--- TASK TO COMPLETE ---
Rewrite every one of the lines below as a Markdown table with the columns Row and Line, giving each row its number and skipping blank lines. Leave the pictures out of your answer.

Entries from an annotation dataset
━━━━━━━━━━━━━━━━

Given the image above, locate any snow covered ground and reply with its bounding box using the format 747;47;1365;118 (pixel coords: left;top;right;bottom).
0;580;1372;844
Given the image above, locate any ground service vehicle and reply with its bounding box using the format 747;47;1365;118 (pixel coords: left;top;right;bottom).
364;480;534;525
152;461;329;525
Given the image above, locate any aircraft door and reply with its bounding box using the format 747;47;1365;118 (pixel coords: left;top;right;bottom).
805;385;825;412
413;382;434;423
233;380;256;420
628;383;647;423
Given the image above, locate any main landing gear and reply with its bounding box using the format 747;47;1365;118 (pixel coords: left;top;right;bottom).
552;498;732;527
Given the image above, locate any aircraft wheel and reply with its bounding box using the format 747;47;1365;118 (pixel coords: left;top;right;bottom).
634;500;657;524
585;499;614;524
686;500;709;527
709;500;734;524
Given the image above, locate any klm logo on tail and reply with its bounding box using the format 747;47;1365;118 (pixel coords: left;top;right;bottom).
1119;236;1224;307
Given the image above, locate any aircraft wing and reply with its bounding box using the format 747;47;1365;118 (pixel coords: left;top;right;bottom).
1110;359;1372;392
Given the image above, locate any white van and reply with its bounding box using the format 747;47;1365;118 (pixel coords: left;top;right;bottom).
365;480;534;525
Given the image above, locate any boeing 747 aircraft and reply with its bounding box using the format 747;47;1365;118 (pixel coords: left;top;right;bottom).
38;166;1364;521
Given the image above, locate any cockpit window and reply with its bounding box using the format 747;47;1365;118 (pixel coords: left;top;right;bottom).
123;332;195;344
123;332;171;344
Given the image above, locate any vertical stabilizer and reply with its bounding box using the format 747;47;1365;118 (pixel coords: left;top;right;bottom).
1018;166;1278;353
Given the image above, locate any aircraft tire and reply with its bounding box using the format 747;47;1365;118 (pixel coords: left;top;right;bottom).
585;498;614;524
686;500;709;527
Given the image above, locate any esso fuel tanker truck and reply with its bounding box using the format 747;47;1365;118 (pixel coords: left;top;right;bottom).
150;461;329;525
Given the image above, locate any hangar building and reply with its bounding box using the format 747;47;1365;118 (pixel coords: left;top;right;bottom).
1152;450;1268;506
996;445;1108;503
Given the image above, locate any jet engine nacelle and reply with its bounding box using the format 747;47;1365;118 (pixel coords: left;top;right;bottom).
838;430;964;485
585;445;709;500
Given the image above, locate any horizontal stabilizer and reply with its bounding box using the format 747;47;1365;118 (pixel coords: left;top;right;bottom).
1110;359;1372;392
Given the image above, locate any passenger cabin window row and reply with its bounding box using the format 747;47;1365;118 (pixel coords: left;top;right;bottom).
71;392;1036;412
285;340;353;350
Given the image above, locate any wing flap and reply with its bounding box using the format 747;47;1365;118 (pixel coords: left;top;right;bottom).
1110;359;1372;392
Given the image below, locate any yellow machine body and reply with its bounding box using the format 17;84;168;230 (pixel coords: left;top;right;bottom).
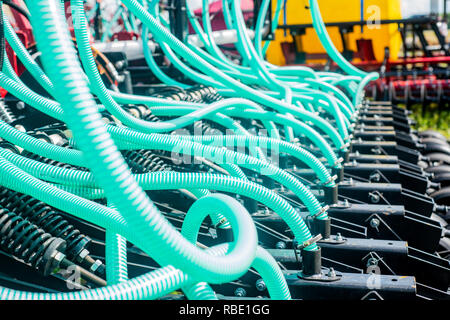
267;0;402;65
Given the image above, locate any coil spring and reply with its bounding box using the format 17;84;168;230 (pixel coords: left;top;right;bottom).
0;100;17;124
0;208;63;273
0;187;91;258
122;150;172;173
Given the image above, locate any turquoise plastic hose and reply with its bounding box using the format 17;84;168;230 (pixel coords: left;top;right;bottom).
29;0;256;283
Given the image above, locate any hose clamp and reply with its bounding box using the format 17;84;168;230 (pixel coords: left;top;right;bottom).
311;205;330;219
297;233;322;250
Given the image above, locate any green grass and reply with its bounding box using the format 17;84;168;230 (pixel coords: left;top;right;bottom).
402;104;450;138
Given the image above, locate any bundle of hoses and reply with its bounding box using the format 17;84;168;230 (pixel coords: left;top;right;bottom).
0;0;380;299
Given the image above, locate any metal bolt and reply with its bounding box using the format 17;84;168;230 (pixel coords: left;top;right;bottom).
367;258;378;267
275;241;286;249
234;288;247;297
256;279;266;291
370;193;380;203
16;101;25;110
328;268;336;278
370;172;381;182
370;218;380;229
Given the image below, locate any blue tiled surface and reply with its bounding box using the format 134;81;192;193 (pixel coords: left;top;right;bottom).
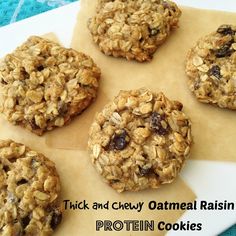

━━━━━━━━━━━━━━━━

--- IN RESPONSE ---
| Row | Line |
|---|---|
| 1 | Given the image above, locate any snow covered ground and reply with its bounding box using the format 747;47;1365;118 (pixel coords: left;top;right;bottom). |
| 2 | 0;580;1372;844 |
| 3 | Given the image above, locate any ground service vehicle and reply with its bounding box using the format 747;47;1365;118 (pixel coords: left;top;right;bottom). |
| 4 | 364;480;534;525 |
| 5 | 152;461;329;525 |
| 6 | Given the image above, locate any aircraft door and reply with its bounding box using the format 747;47;1365;118 (pixel coords: left;top;right;bottom). |
| 7 | 805;385;825;412 |
| 8 | 413;382;434;423 |
| 9 | 233;380;256;420 |
| 10 | 628;383;647;423 |
| 11 | Given the image above, locate any main landing gear and reply with its bounding box using the format 747;47;1365;118 (pixel coords: left;top;right;bottom). |
| 12 | 552;498;732;527 |
| 13 | Given the image above, locate any aircraft wheel and reply with its bounding box using the format 747;47;1365;118 (pixel coords: left;top;right;bottom). |
| 14 | 634;500;657;524 |
| 15 | 585;499;614;524 |
| 16 | 686;500;709;527 |
| 17 | 709;500;734;524 |
| 18 | Given the image above, locate any klm logo on tail and reply with its bounding box using the format 747;47;1365;118 (pixel coords: left;top;right;bottom). |
| 19 | 1119;236;1224;307 |
| 20 | Given the image above, locate any aircraft wing and reply with its bounding box using the format 747;47;1365;118 (pixel coords: left;top;right;bottom). |
| 21 | 1110;359;1372;392 |
| 22 | Given the image above, locate any white van and reply with its bounding box using the format 747;47;1365;118 (pixel coords: left;top;right;bottom). |
| 23 | 365;480;534;525 |
| 24 | Given the image above, locate any boeing 747 aircraft and reply with its bounding box using the format 747;47;1365;118 (pixel coords: left;top;right;bottom). |
| 25 | 38;166;1364;521 |
| 26 | Given the image above, locate any cockpit window and reply with its bounding box using the format 747;47;1365;118 (pixel coords: left;top;right;bottom). |
| 27 | 123;332;195;344 |
| 28 | 123;332;171;344 |
| 29 | Given the image above, locate any vertical stabilizer and reply with its bounding box using the format 747;47;1365;118 (pixel coords: left;top;right;bottom). |
| 30 | 1018;166;1278;353 |
| 31 | Given the image above, locate any aircraft tire and reply with its bounding box using the format 747;47;1365;118 (pixel coords: left;top;right;bottom). |
| 32 | 585;498;614;524 |
| 33 | 686;500;709;527 |
| 34 | Given the image above, locate any esso fuel tanker truck and reply with its bounding box using the format 747;47;1365;118 (pixel coords: left;top;right;bottom). |
| 35 | 150;461;329;525 |
| 36 | Given the image above, locate any hangar building and reply with its bounding box using the format 747;47;1365;118 (pixel coords: left;top;right;bottom). |
| 37 | 1152;450;1268;506 |
| 38 | 996;445;1108;503 |
| 39 | Given the image above, locate any jet engine nacelle and reply with its bounding box using the format 747;47;1365;118 (pixel coords: left;top;right;bottom). |
| 40 | 838;430;964;485 |
| 41 | 585;445;709;500 |
| 42 | Given the image above, locate any horizontal stabilizer and reply with its bounding box using the format 747;47;1365;118 (pixel coords: left;top;right;bottom). |
| 43 | 1110;359;1372;392 |
| 44 | Given the image above, locate any passenger cabin window row and reply with its bounding box using the format 747;47;1365;118 (pixel coords: left;top;right;bottom). |
| 45 | 71;392;1036;412 |
| 46 | 285;340;353;350 |
| 47 | Given the image above, locate any wing flap and reply with its bounding box using the format 747;47;1365;118 (pixel coords: left;top;right;bottom). |
| 48 | 1110;359;1372;392 |
| 49 | Given the image below, locate any yellow machine body and reply with its bounding box using the format 17;84;168;230 (pixel coords: left;top;right;bottom). |
| 50 | 267;0;402;65 |
| 51 | Given the image above, locate any coil spring and reply with its bounding box using the format 17;84;168;230 (pixel coords: left;top;right;bottom). |
| 52 | 0;100;17;124 |
| 53 | 0;208;63;273 |
| 54 | 0;187;91;258 |
| 55 | 122;150;172;173 |
| 56 | Given the image above, locate any turquoise plastic hose and reply with its bounding box using the format 17;84;168;230 (pixel coords: left;top;right;bottom). |
| 57 | 29;0;256;283 |
| 58 | Given the image above, locate any hose clamp and reply with its bounding box using the format 17;84;168;230 (pixel coords: left;top;right;bottom). |
| 59 | 311;205;330;219 |
| 60 | 297;233;322;250 |
| 61 | Given the image above, locate any green grass and reply with its bounding box using the format 17;84;168;230 (pixel coords: left;top;right;bottom). |
| 62 | 402;104;450;138 |
| 63 | Given the image above, locate any bundle of hoses and reply with its bounding box using the format 17;84;168;230 (pixel coords: left;top;right;bottom). |
| 64 | 0;0;380;299 |
| 65 | Given the image above, locate any metal bolt and reply with its bounding box using the format 17;84;168;230 (pixel coords: left;top;right;bottom). |
| 66 | 367;258;378;267 |
| 67 | 275;241;286;249 |
| 68 | 234;288;247;297 |
| 69 | 256;279;266;291 |
| 70 | 370;193;380;203 |
| 71 | 16;101;25;110 |
| 72 | 328;268;336;278 |
| 73 | 370;172;381;182 |
| 74 | 370;218;380;229 |
| 75 | Given the image below, locate any blue tiled surface and reply with its bounding box using the format 134;81;192;193 (pixel coords: left;top;right;bottom). |